▸ Document passage

---------------

Matthew 21.33-42: Jesus tells the parable of the wicked tenants against the chief priests and Pharisees (but not only against them).
Contained in our Philippians reading (2.1-13) was an early Christian hymn (verses 5-11). Whether it was Paul’s own composition or whether he instead incorporated verses that already existed has been debated, but in any case it is one of the cardinal passages in the New Testament. It begins, “Have this mind in you that was in Christ Jesus… “ and goes on to relate how, despite his participation in the Godhead he emptied himself, becoming obedient even to death on a cross. But for this very reason God exalted him, giving him a name above every other name. Three moments are to be seen in this: original divine status, acceptance of utter human humiliation in death on a cross, and resulting divine exaltation. This is the pattern of obedience that Paul holds up for the Philippians, now specifically with regard to their relations with each other.
We were not unappreciative of the hymn and of the passage as a whole. But to be understood fully it needs to be seen against the background of Paul’s personal commitment to the Philippians as set out in chapter 1. There he notes that he is writing from prison, likely in Rome. For Acts tells us that he ended there, and in the letter he speaks of the Praetorian Guard, which was the Emperor’s own. Further, although not explicitly, he indicates that he does not expect to see the Philippians again. There are signs also of his sense that his earthly life is drawing to a close. And these circumstances impel him to speak of his deepest feelings for the Philippians, of his longing to see them and of his confidence that they return his affection. Thus he speaks in verse 1 of their mutual bonds encouragement in Christ, incentive of love, participation in the Spirit, affection and sympathy. Ordinarily we think of Paul as the zealous missionary, as the daring articulator pf the theological implications of Jesus’ death and resurrection in all their profundity. But here we see his emotional warmth as well.
And this being so, there is no question of Paul here merely laying some sort of obligation on the Philippians. Instead he urges them to imitate Jesus’ obedience because he knows that this is what in their hearts they desire to do out of their own participation in the Christ, brought about by his obedience. Paul’s call to them is given poignancy by his recognition that in the future they may be obliged to do without him. This is reflected in his exhortation, “Work out your own salvation with fear and trembling.” But so that they will not fall then into the trap of supposing that by their own efforts they can save themselves, he immediately adds, “For God is at work in you, both to will and to work for his good pleasure.”

---------------

▸ Material provided
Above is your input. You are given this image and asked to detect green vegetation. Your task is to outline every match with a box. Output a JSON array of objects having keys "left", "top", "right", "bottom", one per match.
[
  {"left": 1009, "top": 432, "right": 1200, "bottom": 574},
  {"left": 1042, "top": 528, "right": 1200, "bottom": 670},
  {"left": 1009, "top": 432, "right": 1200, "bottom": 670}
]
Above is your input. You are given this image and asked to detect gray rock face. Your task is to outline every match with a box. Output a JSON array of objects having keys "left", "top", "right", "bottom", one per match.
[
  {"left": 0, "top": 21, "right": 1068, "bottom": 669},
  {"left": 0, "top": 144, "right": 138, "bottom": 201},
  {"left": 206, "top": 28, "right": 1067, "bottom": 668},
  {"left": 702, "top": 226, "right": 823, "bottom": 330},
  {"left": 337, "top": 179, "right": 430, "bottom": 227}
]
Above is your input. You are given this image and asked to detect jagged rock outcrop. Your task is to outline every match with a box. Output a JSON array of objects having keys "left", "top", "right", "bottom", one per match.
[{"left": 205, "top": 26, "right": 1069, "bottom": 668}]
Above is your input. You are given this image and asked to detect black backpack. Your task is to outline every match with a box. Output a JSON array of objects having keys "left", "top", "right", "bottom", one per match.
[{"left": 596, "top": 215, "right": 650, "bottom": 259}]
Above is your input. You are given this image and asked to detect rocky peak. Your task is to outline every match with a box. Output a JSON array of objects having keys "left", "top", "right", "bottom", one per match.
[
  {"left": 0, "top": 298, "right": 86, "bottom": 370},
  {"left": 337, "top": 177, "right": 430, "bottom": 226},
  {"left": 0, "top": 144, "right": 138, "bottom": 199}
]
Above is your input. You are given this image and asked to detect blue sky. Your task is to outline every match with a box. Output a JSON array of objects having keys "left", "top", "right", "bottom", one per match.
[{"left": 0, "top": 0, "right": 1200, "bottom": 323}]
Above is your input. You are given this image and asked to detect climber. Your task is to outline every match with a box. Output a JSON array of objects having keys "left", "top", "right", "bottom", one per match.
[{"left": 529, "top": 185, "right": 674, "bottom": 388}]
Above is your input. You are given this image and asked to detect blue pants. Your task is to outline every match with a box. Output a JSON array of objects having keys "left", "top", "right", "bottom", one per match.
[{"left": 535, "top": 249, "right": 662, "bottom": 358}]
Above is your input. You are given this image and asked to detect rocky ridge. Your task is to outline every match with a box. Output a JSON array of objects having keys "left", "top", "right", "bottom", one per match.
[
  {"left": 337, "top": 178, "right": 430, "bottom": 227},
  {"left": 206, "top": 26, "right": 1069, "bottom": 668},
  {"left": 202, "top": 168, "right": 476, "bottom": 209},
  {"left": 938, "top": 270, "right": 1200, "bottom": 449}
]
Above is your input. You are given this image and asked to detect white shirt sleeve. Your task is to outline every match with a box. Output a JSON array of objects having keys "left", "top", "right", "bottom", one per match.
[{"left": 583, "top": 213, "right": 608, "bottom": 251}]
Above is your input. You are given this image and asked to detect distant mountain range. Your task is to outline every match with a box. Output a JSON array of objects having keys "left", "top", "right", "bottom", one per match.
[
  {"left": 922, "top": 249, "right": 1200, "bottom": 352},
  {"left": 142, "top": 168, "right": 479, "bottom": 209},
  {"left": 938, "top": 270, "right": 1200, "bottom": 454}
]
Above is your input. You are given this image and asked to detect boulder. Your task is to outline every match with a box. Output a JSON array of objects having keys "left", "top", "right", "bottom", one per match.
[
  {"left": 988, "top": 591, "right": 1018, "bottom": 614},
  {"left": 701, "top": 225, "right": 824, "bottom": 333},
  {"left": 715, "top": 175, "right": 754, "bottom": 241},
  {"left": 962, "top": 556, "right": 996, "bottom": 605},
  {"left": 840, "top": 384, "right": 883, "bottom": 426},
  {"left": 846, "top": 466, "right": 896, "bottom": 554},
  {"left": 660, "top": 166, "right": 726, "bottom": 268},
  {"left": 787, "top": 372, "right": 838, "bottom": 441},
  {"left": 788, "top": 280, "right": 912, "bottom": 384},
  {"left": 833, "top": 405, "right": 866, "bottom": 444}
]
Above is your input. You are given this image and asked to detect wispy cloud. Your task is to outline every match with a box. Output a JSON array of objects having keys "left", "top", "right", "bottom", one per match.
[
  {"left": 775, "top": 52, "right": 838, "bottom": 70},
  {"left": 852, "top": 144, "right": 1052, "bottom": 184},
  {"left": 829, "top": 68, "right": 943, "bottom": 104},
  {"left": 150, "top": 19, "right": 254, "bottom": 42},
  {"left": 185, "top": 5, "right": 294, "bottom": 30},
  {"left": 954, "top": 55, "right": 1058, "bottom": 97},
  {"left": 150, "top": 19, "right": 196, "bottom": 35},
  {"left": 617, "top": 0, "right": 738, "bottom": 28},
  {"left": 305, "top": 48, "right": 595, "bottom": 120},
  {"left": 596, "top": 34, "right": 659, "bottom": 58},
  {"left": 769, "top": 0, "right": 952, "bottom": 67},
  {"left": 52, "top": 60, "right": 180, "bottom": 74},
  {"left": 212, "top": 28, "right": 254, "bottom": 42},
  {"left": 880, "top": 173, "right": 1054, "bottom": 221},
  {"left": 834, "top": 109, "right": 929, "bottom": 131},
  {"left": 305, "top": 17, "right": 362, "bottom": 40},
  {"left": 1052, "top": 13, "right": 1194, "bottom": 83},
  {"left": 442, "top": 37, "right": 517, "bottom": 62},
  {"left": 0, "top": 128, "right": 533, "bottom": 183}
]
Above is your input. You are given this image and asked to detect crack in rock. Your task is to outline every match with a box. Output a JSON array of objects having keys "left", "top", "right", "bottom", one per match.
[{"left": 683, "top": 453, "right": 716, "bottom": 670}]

---------------

▸ The task
Please translate this sentence from the commentary on Philippians into Spanish: "There he notes that he is writing from prison, likely in Rome."

▸ Task answer
Allí señala que escribe desde la cárcel, probablemente en Roma.